**Stated goal**
Copy the items word for word from the first line through the line that contains "314, 298, 349, 325", including that line.

───── Available records

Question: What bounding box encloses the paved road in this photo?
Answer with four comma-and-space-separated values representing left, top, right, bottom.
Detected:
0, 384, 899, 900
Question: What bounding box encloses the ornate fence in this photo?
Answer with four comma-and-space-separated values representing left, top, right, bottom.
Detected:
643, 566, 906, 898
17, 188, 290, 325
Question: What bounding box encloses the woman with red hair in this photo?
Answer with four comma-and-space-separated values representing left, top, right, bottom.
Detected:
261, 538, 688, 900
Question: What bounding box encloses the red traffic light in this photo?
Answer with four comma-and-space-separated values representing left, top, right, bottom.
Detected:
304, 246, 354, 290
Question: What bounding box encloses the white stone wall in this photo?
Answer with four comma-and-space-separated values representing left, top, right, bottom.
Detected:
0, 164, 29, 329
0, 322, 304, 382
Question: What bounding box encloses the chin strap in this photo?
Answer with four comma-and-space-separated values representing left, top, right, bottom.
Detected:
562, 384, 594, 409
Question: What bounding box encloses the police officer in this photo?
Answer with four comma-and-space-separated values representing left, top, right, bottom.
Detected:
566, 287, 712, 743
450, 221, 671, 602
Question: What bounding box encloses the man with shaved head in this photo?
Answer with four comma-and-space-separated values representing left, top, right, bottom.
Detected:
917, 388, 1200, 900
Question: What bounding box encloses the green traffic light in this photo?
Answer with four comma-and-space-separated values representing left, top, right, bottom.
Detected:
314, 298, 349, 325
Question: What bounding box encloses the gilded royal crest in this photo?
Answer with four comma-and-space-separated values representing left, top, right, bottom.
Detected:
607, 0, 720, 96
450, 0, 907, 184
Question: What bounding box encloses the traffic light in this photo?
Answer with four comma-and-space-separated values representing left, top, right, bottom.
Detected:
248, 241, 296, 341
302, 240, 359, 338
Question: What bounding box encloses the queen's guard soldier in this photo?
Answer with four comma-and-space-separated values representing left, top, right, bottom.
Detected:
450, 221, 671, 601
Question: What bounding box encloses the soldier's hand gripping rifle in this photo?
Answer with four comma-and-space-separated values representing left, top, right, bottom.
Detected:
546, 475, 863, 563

──────────

**The output**
Question: What bounding box encloses the paved road in this photo?
Answer with four comma-and-space-separated values representing left, top, right, bottom.
Detected:
0, 384, 899, 900
Question: What bounding box encloses the ornate fence in this photo?
Answer with four comma-and-space-separated values representing left, top, right, bottom.
Detected:
643, 566, 906, 898
17, 188, 290, 325
Question: What bounding box encloses the woman with red hair in this photo?
Answer with four comma-and-space-separated values representing left, top, right, bottom.
Detected:
261, 538, 688, 900
Question: What bounding box encloses the red traffic light in this photo?
Answer with four comma-and-space-separated values representing left, top, right, bottom.
Detected:
304, 246, 354, 290
Question: What bounding box encloses the white stone wall in this photo?
Answer with four comma-and-space-separated values representing left, top, right, bottom.
Detected:
0, 164, 29, 329
0, 322, 304, 382
Question: What bounding box encloses the chin strap in this photo?
Answer with four comma-and-space-separated values representing left, top, right, bottom.
Detected:
562, 384, 594, 409
Question: What bounding box encloses the police officer in this photo?
Answer with four comma-and-space-separated values representing left, top, right, bottom.
Detected:
566, 287, 712, 743
450, 221, 671, 602
Question: What bounding box encloses the man with shaved head in this photo?
Answer with four comma-and-space-separated values representing left, top, right, bottom.
Detected:
917, 388, 1200, 900
Question: What bounding box encloses the green traffic light in this photo?
Answer with four comma-and-space-separated values representing left, top, right, bottom.
Detected:
314, 298, 349, 325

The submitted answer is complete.